SET EXERCISE –
Output only the span of lines that begins at the line containing "find the gray" and ends at the last line of the data, both included, exactly as they appear.

RECORDS PROVIDED –
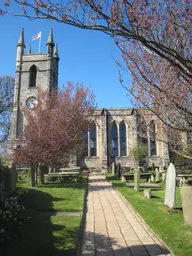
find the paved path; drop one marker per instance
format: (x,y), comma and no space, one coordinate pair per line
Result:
(112,227)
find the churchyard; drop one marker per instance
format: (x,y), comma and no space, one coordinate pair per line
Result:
(52,218)
(163,200)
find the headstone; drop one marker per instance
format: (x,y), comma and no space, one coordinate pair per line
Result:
(170,187)
(118,170)
(163,177)
(113,169)
(147,193)
(157,175)
(137,180)
(123,179)
(152,177)
(186,198)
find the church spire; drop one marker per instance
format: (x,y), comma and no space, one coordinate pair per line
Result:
(50,43)
(21,39)
(55,54)
(50,38)
(29,49)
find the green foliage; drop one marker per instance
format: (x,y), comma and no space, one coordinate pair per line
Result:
(10,218)
(44,234)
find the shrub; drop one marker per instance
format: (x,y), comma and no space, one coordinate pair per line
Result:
(10,218)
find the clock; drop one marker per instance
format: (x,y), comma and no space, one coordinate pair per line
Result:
(31,103)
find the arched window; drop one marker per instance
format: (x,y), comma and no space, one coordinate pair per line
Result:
(33,76)
(54,80)
(114,140)
(152,139)
(142,135)
(123,144)
(93,141)
(85,145)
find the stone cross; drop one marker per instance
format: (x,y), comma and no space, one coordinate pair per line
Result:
(147,193)
(163,177)
(170,187)
(186,198)
(137,180)
(157,175)
(113,169)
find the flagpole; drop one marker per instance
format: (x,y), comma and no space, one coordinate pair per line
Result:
(39,43)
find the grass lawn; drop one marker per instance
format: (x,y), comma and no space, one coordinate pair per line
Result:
(66,196)
(44,234)
(169,227)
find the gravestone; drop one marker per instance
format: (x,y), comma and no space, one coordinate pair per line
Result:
(123,179)
(186,198)
(113,169)
(152,177)
(137,180)
(170,187)
(118,170)
(157,175)
(163,177)
(147,193)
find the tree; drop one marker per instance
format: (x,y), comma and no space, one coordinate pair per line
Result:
(54,129)
(155,38)
(6,101)
(163,27)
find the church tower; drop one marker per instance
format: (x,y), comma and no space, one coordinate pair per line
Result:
(33,71)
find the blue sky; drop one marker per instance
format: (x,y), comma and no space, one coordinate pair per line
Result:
(85,56)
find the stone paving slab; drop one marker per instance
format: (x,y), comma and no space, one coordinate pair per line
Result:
(112,228)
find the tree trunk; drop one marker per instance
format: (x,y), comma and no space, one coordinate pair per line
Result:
(36,175)
(50,169)
(32,175)
(42,174)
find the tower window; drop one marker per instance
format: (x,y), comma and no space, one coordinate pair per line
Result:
(93,141)
(123,144)
(114,140)
(152,138)
(33,76)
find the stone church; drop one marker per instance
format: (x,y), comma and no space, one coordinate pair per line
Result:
(115,129)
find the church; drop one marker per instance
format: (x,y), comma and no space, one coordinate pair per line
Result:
(115,131)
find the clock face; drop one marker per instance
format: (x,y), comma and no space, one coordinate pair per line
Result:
(31,103)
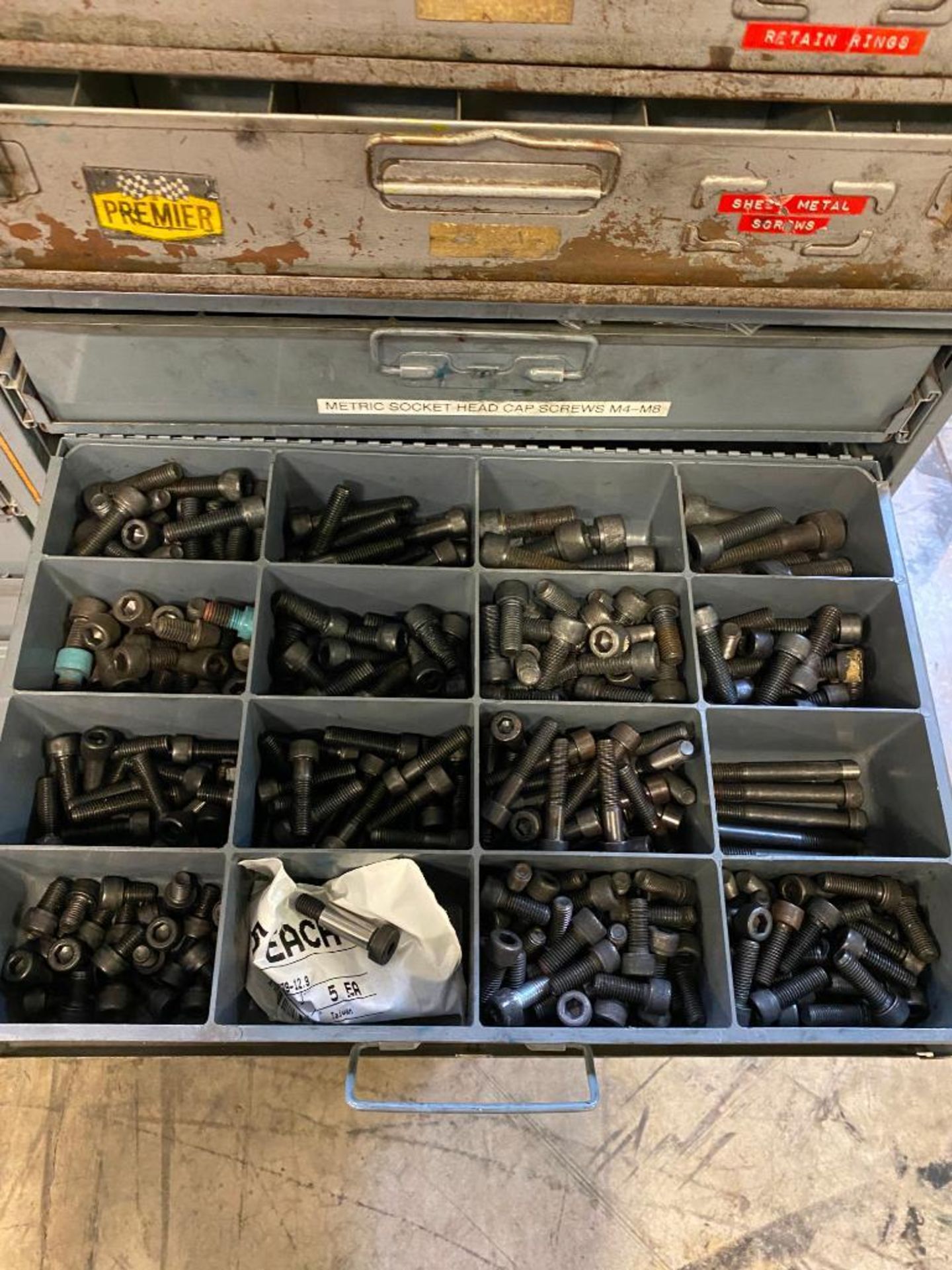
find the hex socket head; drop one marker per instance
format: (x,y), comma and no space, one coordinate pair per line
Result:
(588,927)
(303,747)
(510,588)
(65,746)
(823,912)
(574,1010)
(787,915)
(753,922)
(706,619)
(494,549)
(130,501)
(569,630)
(832,526)
(796,646)
(504,949)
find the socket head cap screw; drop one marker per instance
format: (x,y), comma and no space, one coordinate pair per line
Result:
(706,619)
(504,948)
(574,1010)
(832,526)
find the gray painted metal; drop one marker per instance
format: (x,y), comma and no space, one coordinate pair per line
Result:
(521,189)
(896,738)
(263,376)
(706,34)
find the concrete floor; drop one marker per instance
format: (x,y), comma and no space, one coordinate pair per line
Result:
(702,1164)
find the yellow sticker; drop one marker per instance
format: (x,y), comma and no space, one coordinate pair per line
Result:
(494,241)
(553,12)
(161,206)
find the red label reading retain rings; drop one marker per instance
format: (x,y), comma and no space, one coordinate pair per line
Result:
(803,37)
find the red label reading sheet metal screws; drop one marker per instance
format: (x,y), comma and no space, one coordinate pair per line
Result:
(789,214)
(808,37)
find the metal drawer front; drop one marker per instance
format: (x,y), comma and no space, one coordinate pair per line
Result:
(320,376)
(366,197)
(904,37)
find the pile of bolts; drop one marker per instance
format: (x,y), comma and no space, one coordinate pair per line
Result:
(116,952)
(361,788)
(833,951)
(789,806)
(764,659)
(556,538)
(169,790)
(542,644)
(616,951)
(724,540)
(376,531)
(141,646)
(161,513)
(619,792)
(323,652)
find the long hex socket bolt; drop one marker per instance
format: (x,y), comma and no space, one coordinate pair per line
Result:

OUTPUT OF THE TASK –
find the gray painted metal; drop one marker per instance
format: (x,y), comma and no space, one coordinate pair per line
Result:
(521,189)
(896,738)
(263,376)
(706,34)
find the concrete floor; drop one marker per instance
format: (x,y), comma and no space, one coordinate pair per line
Result:
(702,1164)
find the yellow sticker; drop one marker per instance
format: (x,y), comma and no space, one coordinate pair per line
Result:
(494,241)
(553,12)
(161,206)
find the red label reading retain rings; drop one marker per instance
format: (x,y), comma and no space, one coordinate pair per line
Result:
(803,37)
find the red label reading sheet metal screws; drop one marker per instance
format: (x,y), comma and no space, one coordinate pair per line
Result:
(789,214)
(808,37)
find the metal drawer front; drop one marker per instance
format: (x,y), comma and no space, one coordinate pair per line
Result:
(320,376)
(366,197)
(904,37)
find the pile of bolts; drop one marker per instance
format: (x,y), comma and no space, one coordinate pair per line
Result:
(116,952)
(361,788)
(833,951)
(789,806)
(764,659)
(556,538)
(169,790)
(542,644)
(616,951)
(724,540)
(376,531)
(141,646)
(161,513)
(619,792)
(323,652)
find the long hex socket bolt; drop one marker per instance
format: (x,y), comma and no space, one coordinate pair per line
Result:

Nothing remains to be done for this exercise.